→ **Données extraites**
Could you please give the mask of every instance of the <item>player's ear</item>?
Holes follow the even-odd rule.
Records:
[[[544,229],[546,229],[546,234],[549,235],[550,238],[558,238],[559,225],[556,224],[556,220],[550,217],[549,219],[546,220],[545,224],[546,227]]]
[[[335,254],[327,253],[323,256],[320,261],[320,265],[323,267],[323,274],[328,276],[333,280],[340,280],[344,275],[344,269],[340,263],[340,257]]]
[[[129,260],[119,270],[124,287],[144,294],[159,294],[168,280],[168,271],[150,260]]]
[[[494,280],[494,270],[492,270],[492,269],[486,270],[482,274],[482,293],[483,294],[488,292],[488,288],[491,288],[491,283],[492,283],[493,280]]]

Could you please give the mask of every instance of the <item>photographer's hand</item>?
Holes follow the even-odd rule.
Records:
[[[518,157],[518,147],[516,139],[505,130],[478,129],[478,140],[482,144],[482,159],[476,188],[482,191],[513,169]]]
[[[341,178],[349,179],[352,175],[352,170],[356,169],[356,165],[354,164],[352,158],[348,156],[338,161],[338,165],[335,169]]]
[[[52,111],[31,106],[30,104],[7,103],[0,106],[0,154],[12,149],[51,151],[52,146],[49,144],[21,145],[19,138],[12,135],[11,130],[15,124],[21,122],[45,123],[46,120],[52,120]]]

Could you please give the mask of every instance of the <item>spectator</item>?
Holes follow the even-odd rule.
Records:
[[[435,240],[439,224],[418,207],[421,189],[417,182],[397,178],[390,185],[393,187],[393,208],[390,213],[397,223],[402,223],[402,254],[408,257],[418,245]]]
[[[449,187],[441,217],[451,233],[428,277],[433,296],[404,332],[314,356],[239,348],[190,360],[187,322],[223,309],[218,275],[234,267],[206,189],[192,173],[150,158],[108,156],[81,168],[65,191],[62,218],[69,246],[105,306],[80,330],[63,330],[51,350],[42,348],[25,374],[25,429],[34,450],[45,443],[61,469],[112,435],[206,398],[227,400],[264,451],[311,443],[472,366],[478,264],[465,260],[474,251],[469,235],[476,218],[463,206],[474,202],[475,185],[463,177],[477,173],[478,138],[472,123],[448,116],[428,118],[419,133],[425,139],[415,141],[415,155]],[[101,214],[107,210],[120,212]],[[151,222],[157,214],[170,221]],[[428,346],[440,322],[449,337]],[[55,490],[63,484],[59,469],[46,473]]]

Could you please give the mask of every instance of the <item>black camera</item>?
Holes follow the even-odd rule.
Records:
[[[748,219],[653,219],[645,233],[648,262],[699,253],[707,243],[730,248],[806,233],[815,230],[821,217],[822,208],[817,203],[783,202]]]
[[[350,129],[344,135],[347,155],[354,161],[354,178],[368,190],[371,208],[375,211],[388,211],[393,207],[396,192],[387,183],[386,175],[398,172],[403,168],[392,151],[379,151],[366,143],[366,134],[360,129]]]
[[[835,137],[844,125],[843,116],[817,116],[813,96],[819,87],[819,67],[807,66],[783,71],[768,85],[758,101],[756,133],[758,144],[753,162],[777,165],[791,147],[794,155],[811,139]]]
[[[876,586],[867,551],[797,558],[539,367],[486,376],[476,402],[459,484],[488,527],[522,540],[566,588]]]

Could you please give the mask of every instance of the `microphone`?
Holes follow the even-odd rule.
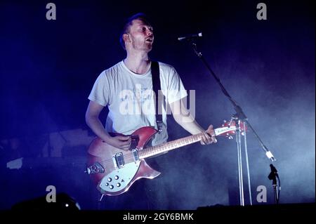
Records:
[[[198,33],[197,34],[190,34],[187,36],[180,37],[178,37],[178,40],[180,41],[190,41],[190,40],[192,40],[192,39],[195,39],[195,38],[201,37],[202,37],[202,32]]]

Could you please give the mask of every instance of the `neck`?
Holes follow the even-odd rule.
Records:
[[[139,74],[146,73],[150,66],[148,54],[145,52],[127,52],[126,58],[124,59],[124,62],[131,71]]]

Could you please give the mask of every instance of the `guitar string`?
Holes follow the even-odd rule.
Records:
[[[184,146],[184,145],[188,145],[188,144],[190,144],[190,143],[194,143],[194,140],[195,140],[195,136],[197,136],[197,137],[198,137],[198,138],[200,137],[200,136],[199,136],[199,135],[201,135],[201,134],[199,133],[199,134],[197,134],[197,135],[193,135],[193,136],[189,136],[189,138],[185,137],[185,138],[180,138],[180,139],[176,140],[175,140],[175,141],[171,141],[171,142],[169,142],[169,143],[166,143],[166,144],[165,145],[168,145],[168,146],[167,146],[167,148],[168,148],[168,147],[170,147],[170,146],[174,146],[175,145],[178,145],[178,144],[179,144],[179,143],[180,143],[180,145],[181,145],[181,140],[185,140],[185,139],[189,139],[189,142],[188,142],[188,143],[186,143],[186,142],[185,141],[185,144],[184,144],[183,145],[180,145],[180,146],[176,145],[175,148],[178,147],[181,147],[181,146]],[[193,136],[194,136],[194,137],[193,137]],[[190,139],[190,138],[192,138],[192,139]],[[192,143],[190,143],[190,140],[193,140],[193,141],[192,141]],[[173,143],[173,145],[171,145],[171,143]],[[176,143],[176,144],[175,144],[175,143]],[[159,151],[162,151],[162,152],[158,152],[158,153],[164,152],[164,148],[162,147],[162,148],[159,149],[159,147],[161,147],[161,146],[159,146],[159,145],[154,146],[154,147],[147,147],[147,148],[145,148],[145,149],[143,149],[143,150],[141,150],[141,151],[139,151],[139,152],[140,152],[140,153],[143,153],[143,154],[145,152],[145,155],[146,155],[146,154],[150,154],[150,153],[148,153],[148,152],[150,152],[149,151],[150,151],[150,150],[154,149],[154,147],[157,147],[157,150],[159,150]],[[174,148],[173,148],[173,149],[174,149]],[[169,150],[172,150],[172,147],[171,147],[171,148],[169,149]],[[144,151],[143,151],[143,150],[146,150],[146,151],[147,151],[147,152],[144,152]],[[166,151],[169,151],[169,150],[166,150]],[[146,152],[147,152],[147,153],[146,153]],[[132,154],[132,153],[129,153],[129,154],[125,154],[124,157],[126,159],[126,160],[129,160],[129,159],[133,159],[134,157],[133,156],[133,154]],[[113,161],[112,159],[103,160],[103,161],[99,162],[99,164],[107,164],[107,163],[112,163],[112,161]]]

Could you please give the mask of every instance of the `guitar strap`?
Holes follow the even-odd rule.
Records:
[[[162,131],[162,107],[164,106],[164,95],[161,91],[162,86],[160,84],[160,72],[159,65],[157,61],[152,61],[152,90],[154,92],[154,104],[156,112],[156,122],[158,128],[158,133]]]

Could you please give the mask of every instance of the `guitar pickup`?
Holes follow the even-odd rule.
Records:
[[[122,152],[115,154],[112,157],[115,169],[120,169],[124,166],[125,162]]]
[[[139,161],[138,150],[138,149],[132,150],[132,153],[133,157],[134,157],[134,161],[138,162]]]

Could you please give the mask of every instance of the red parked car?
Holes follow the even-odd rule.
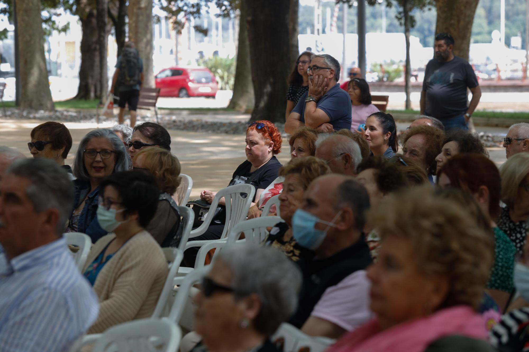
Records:
[[[210,97],[218,90],[215,76],[206,67],[174,66],[160,71],[155,77],[160,97]]]

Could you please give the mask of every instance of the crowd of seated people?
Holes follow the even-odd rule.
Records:
[[[298,88],[313,92],[323,88],[317,70],[303,73],[309,54],[296,72]],[[277,351],[283,322],[335,340],[331,351],[524,350],[529,124],[509,129],[498,168],[477,136],[445,134],[427,116],[399,137],[385,113],[370,113],[363,131],[323,118],[320,108],[331,112],[346,94],[335,80],[310,110],[291,107],[284,165],[281,131],[268,121],[248,126],[245,160],[226,184],[255,189],[243,221],[281,221],[260,245],[214,257],[185,351]],[[180,239],[172,197],[182,168],[169,132],[151,122],[95,129],[72,168],[64,125],[40,124],[28,139],[33,158],[0,146],[0,350],[68,351],[84,334],[150,317],[168,273],[162,248]],[[211,204],[216,192],[200,194]],[[277,208],[262,214],[276,195]],[[225,213],[215,219],[192,240],[220,238]],[[92,243],[82,268],[69,232]],[[197,251],[187,249],[182,265],[194,267]]]

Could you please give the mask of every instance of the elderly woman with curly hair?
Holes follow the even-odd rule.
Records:
[[[136,154],[133,170],[145,171],[154,177],[160,197],[152,220],[145,229],[161,247],[176,247],[180,214],[171,195],[180,184],[180,162],[171,152],[162,148],[146,148]]]
[[[458,154],[473,153],[489,156],[485,146],[476,134],[461,129],[453,130],[445,136],[443,148],[435,158],[439,171],[448,159]]]
[[[477,313],[494,246],[457,203],[419,187],[370,214],[383,245],[368,269],[377,317],[328,352],[493,350]]]
[[[500,168],[501,207],[498,227],[522,254],[529,235],[529,153],[510,156]]]
[[[238,166],[233,172],[228,186],[248,183],[256,189],[256,194],[250,207],[256,205],[265,188],[277,178],[278,171],[282,166],[276,158],[281,152],[282,138],[276,125],[270,121],[260,120],[250,123],[246,129],[246,146],[244,152],[246,160]],[[200,192],[200,199],[210,204],[216,192],[204,190]],[[225,206],[226,201],[221,198],[218,204]],[[194,240],[218,239],[224,228],[222,220],[213,221],[203,235],[193,237]],[[198,248],[192,247],[184,253],[184,263],[186,266],[193,267]]]
[[[277,248],[291,260],[303,266],[312,251],[298,244],[292,234],[292,217],[301,206],[303,193],[314,180],[331,173],[325,161],[314,156],[294,159],[279,169],[285,178],[283,191],[279,195],[279,210],[284,223],[279,223],[270,230],[264,240],[266,245]]]
[[[317,138],[318,133],[315,129],[309,127],[304,126],[294,131],[288,139],[288,144],[290,145],[290,160],[294,160],[302,156],[314,156],[316,151],[316,141]],[[264,189],[264,191],[261,193],[259,201],[250,208],[248,211],[249,219],[261,216],[260,209],[264,207],[269,199],[281,193],[284,181],[284,177],[278,176]],[[276,206],[272,206],[270,209],[269,215],[275,215],[276,212]]]
[[[86,234],[94,243],[108,233],[97,221],[99,186],[107,176],[129,169],[125,146],[110,129],[95,129],[81,140],[74,162],[75,202],[67,232]]]
[[[460,154],[447,161],[439,170],[437,184],[470,192],[484,213],[491,219],[500,214],[501,180],[494,163],[483,155]],[[495,256],[487,289],[503,310],[514,290],[514,255],[516,248],[509,238],[491,220],[494,232]]]
[[[235,245],[211,266],[194,298],[202,340],[191,352],[279,352],[270,339],[297,306],[302,275],[296,266],[271,248]]]
[[[432,183],[437,169],[435,157],[443,146],[444,137],[443,131],[431,126],[412,127],[404,135],[403,155],[421,165]]]

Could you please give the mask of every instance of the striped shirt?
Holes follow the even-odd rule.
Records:
[[[64,238],[0,254],[0,350],[67,351],[97,318],[97,298]]]

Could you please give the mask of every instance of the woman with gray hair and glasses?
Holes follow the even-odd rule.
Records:
[[[279,352],[269,338],[296,310],[301,282],[295,265],[274,249],[223,249],[194,299],[202,340],[191,351]]]
[[[95,129],[81,140],[74,162],[75,202],[67,232],[86,234],[95,243],[107,231],[97,222],[99,186],[107,176],[127,171],[130,161],[123,143],[110,129]]]

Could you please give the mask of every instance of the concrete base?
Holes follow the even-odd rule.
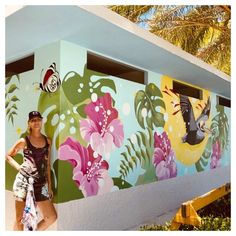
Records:
[[[57,204],[58,220],[49,230],[139,230],[164,224],[182,202],[230,182],[230,166]],[[6,191],[6,229],[14,221],[14,199]]]
[[[5,191],[5,203],[5,229],[8,231],[13,230],[15,220],[15,199],[13,197],[13,192],[8,190]],[[39,217],[39,220],[41,220],[41,215],[39,215]],[[53,225],[51,225],[48,230],[57,230],[57,221]]]

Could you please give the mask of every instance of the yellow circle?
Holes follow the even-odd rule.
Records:
[[[164,130],[168,134],[168,137],[171,142],[171,147],[175,152],[176,159],[184,165],[190,166],[200,159],[207,144],[209,134],[206,133],[204,140],[196,145],[190,145],[188,143],[182,142],[182,137],[186,133],[186,128],[180,110],[179,96],[170,91],[170,89],[172,89],[172,81],[173,79],[168,76],[162,77],[161,91],[163,94],[163,100],[166,105],[166,113],[168,114]],[[166,91],[168,94],[163,91]],[[210,92],[207,90],[203,90],[203,100],[198,100],[189,97],[189,100],[192,104],[195,119],[197,119],[198,116],[201,114],[202,109],[205,107],[205,103],[207,102],[209,96]],[[199,106],[199,104],[201,104],[202,108]],[[210,127],[210,125],[211,113],[208,121],[206,122],[206,126],[208,128]]]

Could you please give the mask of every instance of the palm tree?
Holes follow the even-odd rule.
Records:
[[[230,75],[230,6],[113,5],[109,8]]]

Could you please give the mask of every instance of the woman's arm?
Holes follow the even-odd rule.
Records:
[[[47,180],[48,180],[48,191],[50,194],[50,197],[53,197],[52,192],[52,182],[51,182],[51,140],[47,138],[49,147],[48,147],[48,161],[47,161]]]
[[[20,164],[14,160],[14,156],[24,147],[26,146],[26,142],[24,138],[19,139],[12,148],[7,152],[5,158],[6,161],[14,167],[17,171],[20,170]]]

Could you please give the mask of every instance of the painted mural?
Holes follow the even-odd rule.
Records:
[[[158,74],[140,85],[88,70],[85,60],[82,70],[63,74],[51,61],[27,84],[52,140],[55,202],[230,164],[230,109],[217,105],[215,94],[203,90],[198,100],[174,93],[173,79]],[[14,129],[23,77],[6,78],[7,125]]]

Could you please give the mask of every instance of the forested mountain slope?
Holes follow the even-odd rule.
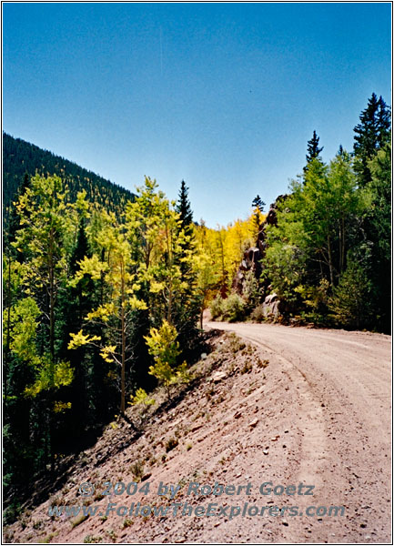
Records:
[[[4,217],[8,216],[8,207],[15,198],[16,190],[25,175],[57,175],[68,187],[68,200],[74,202],[78,191],[85,189],[87,199],[105,207],[108,211],[119,215],[127,200],[135,196],[125,189],[76,163],[56,156],[52,152],[14,138],[3,133],[3,207]]]

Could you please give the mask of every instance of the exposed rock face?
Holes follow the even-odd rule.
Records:
[[[267,296],[262,305],[264,317],[278,318],[280,315],[280,301],[277,294]]]
[[[242,294],[243,291],[243,284],[245,279],[245,275],[248,271],[253,271],[258,279],[260,279],[261,273],[263,271],[261,258],[266,255],[267,249],[267,233],[266,233],[266,226],[277,226],[277,209],[278,205],[286,199],[286,195],[281,195],[277,197],[275,203],[272,203],[269,206],[268,214],[267,215],[266,219],[259,227],[258,240],[256,241],[256,247],[251,247],[248,248],[244,252],[244,257],[242,262],[238,268],[238,270],[236,273],[233,281],[233,288],[238,293]],[[268,287],[269,285],[269,281],[266,280],[264,283],[264,292],[267,292]],[[277,305],[278,307],[278,305]]]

→ **Consigne**
Combien de lignes des entrées ci-dessus contiennent la chaîne « item », en tenant compte de la casse ? Répondez seulement par le nombre.

→ **Réponse**
4